▶ [WHAT THIS TASK INVOLVES]
Quote the whole listing word for word. Do not include the pictures.

▶ [DATASET ROWS]

====

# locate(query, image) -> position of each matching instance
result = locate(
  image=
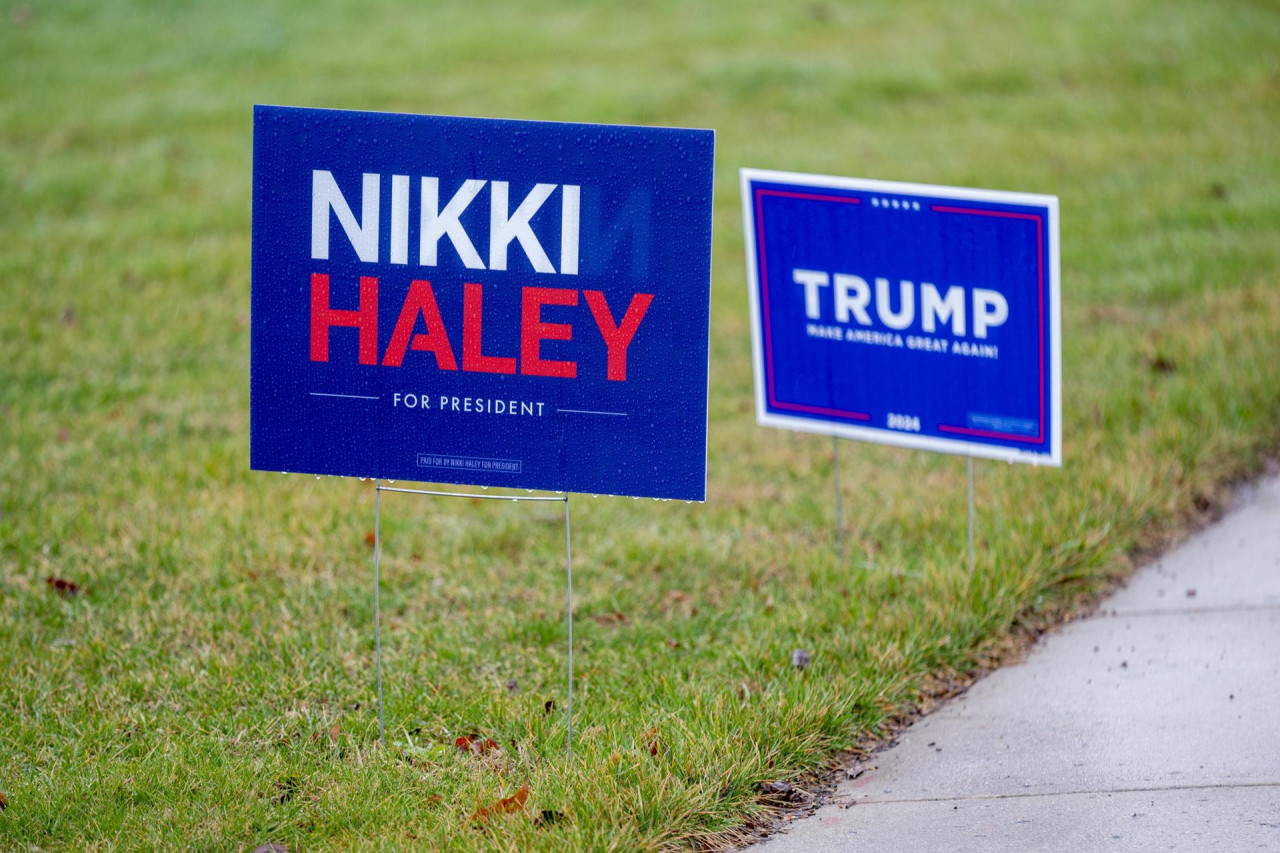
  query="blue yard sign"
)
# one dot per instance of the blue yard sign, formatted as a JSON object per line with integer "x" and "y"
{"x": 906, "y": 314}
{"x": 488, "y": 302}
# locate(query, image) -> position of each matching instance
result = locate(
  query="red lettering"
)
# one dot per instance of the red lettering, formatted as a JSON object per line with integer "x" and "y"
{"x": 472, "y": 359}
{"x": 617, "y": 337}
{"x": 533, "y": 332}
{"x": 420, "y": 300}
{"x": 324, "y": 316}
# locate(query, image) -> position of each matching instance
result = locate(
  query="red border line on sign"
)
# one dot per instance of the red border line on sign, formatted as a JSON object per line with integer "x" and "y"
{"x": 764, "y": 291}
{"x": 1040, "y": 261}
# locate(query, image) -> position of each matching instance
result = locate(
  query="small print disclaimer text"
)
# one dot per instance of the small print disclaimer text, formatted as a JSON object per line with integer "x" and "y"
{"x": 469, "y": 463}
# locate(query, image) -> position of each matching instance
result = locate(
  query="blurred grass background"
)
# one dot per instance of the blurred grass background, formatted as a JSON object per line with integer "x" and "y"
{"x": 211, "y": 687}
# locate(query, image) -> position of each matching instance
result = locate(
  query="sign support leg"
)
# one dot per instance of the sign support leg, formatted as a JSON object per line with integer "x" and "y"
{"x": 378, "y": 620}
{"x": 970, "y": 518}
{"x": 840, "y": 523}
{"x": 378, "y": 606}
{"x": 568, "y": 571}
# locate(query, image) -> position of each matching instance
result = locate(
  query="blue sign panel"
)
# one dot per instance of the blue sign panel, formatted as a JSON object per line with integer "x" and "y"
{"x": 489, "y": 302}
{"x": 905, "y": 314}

====

▶ [EXPECTED ANSWER]
# locate(query, image) -> position of each matching instance
result = locate(
  image=
  query="blue yard sign"
)
# one dot per instance of the blue yard sign, formatted as a JSON object per line with integer "x" and "y"
{"x": 906, "y": 314}
{"x": 488, "y": 302}
# locate(query, image) -> position of each matching instance
result = locate(
  query="red lettering"
)
# one dot per instance of the red lettering, formatted as a JSON object per line with integer "x" and "y"
{"x": 472, "y": 359}
{"x": 617, "y": 337}
{"x": 533, "y": 332}
{"x": 420, "y": 300}
{"x": 324, "y": 316}
# locate(query, image) -> position of each matching instance
result = locate(
  query="red border line on sign"
)
# one dot per instance of the red border line on sign, formatted as a JSON object per line with integer "x" and "y"
{"x": 764, "y": 291}
{"x": 1040, "y": 261}
# locate(query, image) -> position of each matching instance
result = locate(
  query="small print disclaimer text"
)
# one dot per instance of the small print disclaimer text, formatted as a JSON object per line with integer "x" and "y"
{"x": 469, "y": 463}
# locate(query, image) -> position of each matching instance
result = locate(
  query="blurred grass background"
)
# one dot per instance of the blurred grass background, formatted as a JSON object per line with integer "x" and "y"
{"x": 211, "y": 687}
# locate(query, image) -> position of each matching instance
result = locate(
  query="sign support leg"
)
# one dot per instance of the sign support leg, formatted as a JSON object per line with integer "x" and "y"
{"x": 378, "y": 620}
{"x": 970, "y": 518}
{"x": 840, "y": 523}
{"x": 378, "y": 606}
{"x": 568, "y": 571}
# locate(query, image) -> position of each matching instance
result = locate(
  query="blue sign panel"
)
# one dot per instance of the blue sign panel, formatted as a JSON object per line with integer "x" and "y"
{"x": 489, "y": 302}
{"x": 905, "y": 314}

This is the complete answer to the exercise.